- _Brief_:
Everything from the line containing "One marker serves each instance of the guardrail." through the last line of the material must be restated word for word, and only that.

-------- Given data

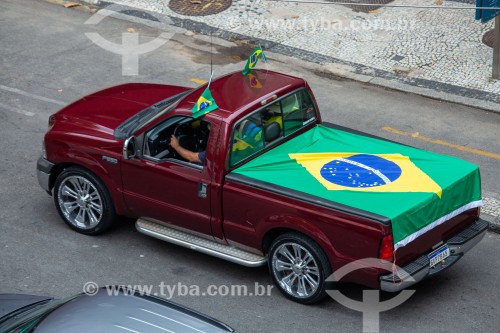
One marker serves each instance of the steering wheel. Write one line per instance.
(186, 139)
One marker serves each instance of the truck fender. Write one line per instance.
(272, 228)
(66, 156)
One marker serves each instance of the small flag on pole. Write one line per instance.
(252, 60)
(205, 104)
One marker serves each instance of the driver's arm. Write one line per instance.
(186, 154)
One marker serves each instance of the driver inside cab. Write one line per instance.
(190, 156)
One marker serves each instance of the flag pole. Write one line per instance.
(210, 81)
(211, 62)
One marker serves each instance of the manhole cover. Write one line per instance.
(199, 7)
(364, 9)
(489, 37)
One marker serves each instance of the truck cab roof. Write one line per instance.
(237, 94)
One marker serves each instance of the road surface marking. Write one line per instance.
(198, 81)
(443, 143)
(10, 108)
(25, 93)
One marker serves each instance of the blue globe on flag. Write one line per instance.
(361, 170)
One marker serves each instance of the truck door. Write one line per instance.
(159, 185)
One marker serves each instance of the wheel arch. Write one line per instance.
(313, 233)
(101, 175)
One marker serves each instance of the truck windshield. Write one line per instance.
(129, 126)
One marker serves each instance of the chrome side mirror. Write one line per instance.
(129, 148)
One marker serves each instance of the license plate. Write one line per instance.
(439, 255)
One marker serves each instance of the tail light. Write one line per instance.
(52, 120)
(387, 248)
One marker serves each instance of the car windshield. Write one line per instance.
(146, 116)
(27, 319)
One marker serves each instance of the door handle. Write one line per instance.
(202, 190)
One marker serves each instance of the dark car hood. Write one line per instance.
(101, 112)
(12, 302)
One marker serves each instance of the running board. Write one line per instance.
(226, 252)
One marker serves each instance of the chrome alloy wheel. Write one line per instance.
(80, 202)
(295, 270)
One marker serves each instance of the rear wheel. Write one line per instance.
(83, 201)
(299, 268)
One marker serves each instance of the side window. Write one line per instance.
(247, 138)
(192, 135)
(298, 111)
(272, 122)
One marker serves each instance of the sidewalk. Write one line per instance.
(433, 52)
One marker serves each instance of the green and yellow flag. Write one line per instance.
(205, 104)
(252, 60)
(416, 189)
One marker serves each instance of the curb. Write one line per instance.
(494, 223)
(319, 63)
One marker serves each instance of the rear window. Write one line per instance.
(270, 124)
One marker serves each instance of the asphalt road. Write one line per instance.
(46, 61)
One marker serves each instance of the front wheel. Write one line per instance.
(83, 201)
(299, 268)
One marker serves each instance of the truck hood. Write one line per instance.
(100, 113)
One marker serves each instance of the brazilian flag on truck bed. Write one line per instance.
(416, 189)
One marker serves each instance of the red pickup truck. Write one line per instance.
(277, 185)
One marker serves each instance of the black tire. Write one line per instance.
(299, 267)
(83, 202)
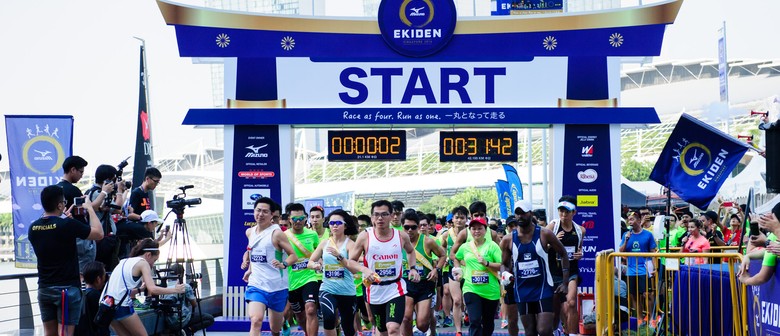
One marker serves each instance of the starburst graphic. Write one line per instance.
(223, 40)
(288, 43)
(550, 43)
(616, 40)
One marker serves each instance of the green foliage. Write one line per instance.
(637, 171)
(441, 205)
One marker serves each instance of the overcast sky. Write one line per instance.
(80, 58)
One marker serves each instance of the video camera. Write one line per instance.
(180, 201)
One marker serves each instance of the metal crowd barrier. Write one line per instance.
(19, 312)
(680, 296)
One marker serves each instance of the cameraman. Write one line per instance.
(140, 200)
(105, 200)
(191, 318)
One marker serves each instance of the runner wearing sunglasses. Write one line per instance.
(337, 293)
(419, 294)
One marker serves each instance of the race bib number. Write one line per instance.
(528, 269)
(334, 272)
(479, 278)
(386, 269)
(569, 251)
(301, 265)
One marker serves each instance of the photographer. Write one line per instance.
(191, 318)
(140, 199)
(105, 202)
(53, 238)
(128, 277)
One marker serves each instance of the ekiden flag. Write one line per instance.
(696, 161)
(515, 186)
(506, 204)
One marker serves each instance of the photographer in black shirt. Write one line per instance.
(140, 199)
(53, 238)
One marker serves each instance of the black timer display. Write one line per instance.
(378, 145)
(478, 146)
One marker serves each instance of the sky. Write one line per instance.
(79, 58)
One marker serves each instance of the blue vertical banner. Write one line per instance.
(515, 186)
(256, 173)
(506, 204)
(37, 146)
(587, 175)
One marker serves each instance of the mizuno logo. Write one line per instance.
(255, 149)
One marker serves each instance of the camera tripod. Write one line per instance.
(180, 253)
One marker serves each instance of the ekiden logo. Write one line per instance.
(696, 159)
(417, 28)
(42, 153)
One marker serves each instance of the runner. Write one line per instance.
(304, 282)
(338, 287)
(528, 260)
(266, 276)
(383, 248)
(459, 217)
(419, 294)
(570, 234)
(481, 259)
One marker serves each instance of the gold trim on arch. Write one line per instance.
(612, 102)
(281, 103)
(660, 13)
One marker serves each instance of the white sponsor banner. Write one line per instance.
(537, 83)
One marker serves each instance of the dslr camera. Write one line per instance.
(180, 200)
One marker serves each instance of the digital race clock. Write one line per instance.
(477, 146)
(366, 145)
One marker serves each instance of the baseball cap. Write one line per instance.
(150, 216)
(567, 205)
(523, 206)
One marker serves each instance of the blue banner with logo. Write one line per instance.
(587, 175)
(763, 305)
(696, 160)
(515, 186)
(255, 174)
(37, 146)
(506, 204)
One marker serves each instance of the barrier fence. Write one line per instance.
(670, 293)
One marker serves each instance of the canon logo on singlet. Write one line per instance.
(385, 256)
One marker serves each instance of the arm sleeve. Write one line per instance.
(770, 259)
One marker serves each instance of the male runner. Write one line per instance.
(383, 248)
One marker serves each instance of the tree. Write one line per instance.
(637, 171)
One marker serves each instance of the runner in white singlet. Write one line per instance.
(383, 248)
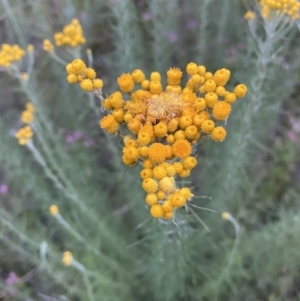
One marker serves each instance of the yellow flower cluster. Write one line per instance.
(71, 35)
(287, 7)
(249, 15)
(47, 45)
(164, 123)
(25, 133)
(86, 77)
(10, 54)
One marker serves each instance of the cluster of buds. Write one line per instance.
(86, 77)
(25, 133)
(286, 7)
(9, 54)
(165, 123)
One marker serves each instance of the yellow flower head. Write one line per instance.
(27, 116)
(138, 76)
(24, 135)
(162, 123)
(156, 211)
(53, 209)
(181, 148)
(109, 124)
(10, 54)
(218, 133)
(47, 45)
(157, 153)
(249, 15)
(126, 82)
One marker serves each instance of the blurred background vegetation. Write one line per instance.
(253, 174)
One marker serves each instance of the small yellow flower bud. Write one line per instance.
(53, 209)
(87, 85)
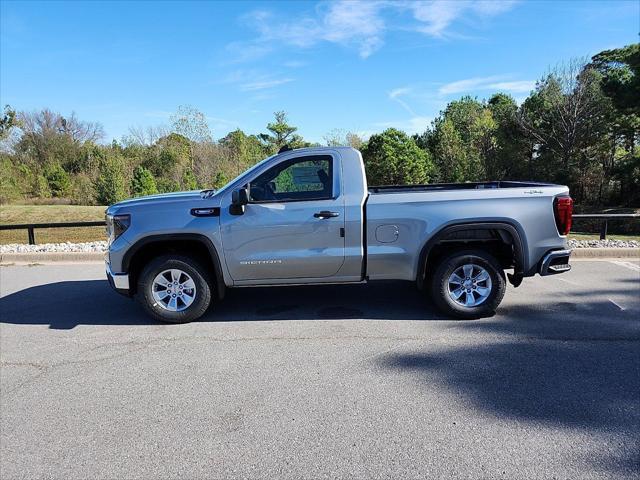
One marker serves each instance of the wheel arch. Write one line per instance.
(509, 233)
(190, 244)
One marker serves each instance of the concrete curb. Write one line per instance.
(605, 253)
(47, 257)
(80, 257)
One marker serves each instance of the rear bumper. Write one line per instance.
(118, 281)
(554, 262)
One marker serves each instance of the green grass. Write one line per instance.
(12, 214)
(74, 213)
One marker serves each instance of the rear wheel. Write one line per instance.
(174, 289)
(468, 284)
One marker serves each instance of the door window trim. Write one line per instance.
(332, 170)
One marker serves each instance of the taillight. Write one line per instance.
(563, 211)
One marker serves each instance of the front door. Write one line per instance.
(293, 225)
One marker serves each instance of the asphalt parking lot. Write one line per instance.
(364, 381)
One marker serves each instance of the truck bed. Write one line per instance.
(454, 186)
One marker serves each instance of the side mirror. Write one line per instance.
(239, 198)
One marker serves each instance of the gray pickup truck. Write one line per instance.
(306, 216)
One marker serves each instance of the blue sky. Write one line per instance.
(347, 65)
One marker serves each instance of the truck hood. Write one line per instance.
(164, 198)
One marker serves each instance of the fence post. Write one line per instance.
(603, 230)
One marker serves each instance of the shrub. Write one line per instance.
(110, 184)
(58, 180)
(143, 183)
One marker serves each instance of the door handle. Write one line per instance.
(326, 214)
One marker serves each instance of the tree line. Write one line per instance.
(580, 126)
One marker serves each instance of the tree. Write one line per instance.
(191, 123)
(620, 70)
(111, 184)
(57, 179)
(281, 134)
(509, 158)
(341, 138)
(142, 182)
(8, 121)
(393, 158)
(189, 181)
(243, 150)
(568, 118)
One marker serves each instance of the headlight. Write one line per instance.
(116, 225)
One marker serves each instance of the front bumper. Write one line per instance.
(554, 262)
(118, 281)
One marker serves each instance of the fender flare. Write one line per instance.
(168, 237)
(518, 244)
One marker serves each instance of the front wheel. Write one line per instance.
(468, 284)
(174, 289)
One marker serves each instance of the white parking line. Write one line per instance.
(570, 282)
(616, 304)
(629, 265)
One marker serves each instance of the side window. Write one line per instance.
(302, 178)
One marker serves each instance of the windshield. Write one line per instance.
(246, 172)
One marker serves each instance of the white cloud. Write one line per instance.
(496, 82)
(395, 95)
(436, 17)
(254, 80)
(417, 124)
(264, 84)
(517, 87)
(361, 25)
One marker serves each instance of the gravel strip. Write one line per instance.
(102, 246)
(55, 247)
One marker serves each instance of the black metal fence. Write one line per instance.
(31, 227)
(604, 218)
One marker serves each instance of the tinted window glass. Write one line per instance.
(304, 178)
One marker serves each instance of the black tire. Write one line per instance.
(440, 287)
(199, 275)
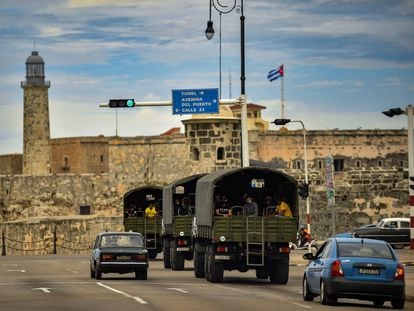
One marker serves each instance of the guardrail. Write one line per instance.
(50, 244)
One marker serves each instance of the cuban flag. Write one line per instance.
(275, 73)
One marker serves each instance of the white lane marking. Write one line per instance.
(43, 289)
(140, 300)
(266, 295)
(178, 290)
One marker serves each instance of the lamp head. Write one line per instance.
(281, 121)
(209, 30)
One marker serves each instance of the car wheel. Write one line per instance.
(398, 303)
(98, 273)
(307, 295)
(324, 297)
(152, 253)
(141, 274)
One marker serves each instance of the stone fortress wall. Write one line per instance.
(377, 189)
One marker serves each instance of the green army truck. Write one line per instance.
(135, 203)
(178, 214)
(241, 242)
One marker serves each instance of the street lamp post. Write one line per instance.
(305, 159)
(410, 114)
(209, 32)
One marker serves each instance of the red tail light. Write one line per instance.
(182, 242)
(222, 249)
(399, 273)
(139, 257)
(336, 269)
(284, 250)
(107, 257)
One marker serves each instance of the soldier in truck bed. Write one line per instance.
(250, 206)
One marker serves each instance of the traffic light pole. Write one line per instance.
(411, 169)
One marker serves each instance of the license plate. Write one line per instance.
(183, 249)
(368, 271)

----------------

- _Problem solution_:
One marker serves each instance of the guardrail. Write one line per instance.
(50, 244)
One marker serves each instance of the cuban flag. Write one line per instance.
(275, 73)
One marker serves each instance of the white lane marking. Write one line per instance.
(43, 289)
(140, 300)
(266, 295)
(178, 290)
One marker serves each instance of the lamp head. Write one line per instance.
(281, 121)
(209, 30)
One marker serves each instance of the car wheel. Write one line per instance.
(398, 303)
(98, 273)
(307, 295)
(324, 297)
(152, 253)
(141, 274)
One marker serves each instance of the stone fortress wall. Write one line per instance.
(377, 189)
One marker serves each instance of the green army truck. Write one line per instance.
(135, 203)
(178, 214)
(241, 242)
One marker serves each instance of the street lamp post. Write one line per instance.
(305, 159)
(410, 114)
(209, 32)
One marker serves each instance of the red tail light. Write one line per instance.
(182, 242)
(222, 249)
(399, 273)
(139, 257)
(336, 269)
(284, 250)
(107, 257)
One marker serves each instance of the soldier in truck bed. Write one line per instance.
(250, 206)
One marker serves each instance of the traffic light pole. Write one line per instance.
(411, 169)
One marker serves each instance of the license plate. Write one line per instance.
(183, 249)
(368, 271)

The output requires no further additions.